Task statement
Every line from the line containing "Trace every instance of the **young" through the final line of the data is to be printed exactly; no other line is to appear.

Data for the task
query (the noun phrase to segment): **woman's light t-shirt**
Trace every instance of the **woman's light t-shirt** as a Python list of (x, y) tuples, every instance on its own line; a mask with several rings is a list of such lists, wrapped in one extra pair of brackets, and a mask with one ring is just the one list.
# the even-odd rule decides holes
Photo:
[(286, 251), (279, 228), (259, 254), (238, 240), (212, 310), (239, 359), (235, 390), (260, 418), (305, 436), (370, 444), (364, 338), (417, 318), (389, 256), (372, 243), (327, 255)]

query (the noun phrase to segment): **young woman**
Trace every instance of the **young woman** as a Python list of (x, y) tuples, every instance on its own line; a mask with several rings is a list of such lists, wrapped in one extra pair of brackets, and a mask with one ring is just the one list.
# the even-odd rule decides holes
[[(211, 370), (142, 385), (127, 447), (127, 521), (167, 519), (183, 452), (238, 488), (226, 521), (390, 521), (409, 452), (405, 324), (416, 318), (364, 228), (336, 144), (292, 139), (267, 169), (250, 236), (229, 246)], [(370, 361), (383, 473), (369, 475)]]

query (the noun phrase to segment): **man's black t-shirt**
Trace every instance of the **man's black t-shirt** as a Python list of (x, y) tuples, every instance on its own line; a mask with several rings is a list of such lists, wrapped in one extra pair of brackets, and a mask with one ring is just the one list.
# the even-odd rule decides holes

Answer to this exercise
Trace every instance of the **young woman** as a Python list of (x, y) tuples, every instance on its own line; a mask with several rings is a list of such lists, wrapped in one extra pair of brackets, and a mask with one ring is just the one list.
# the even-odd rule decides holes
[[(211, 370), (142, 385), (127, 447), (127, 521), (167, 519), (183, 452), (238, 488), (226, 521), (390, 521), (409, 452), (405, 324), (416, 318), (364, 228), (336, 144), (292, 139), (267, 169), (250, 236), (229, 246)], [(370, 361), (383, 473), (369, 475)]]

query (the noun phrase to segment): **man's black t-shirt**
Trace every instance of the **man's black t-shirt** as a Python list of (x, y) tuples, every instance on its own line; a mask with several rings is a list of such lists, wrapped in one extra pair of brackets, and a mask with one ring is just the one list.
# the even-odd rule decides holes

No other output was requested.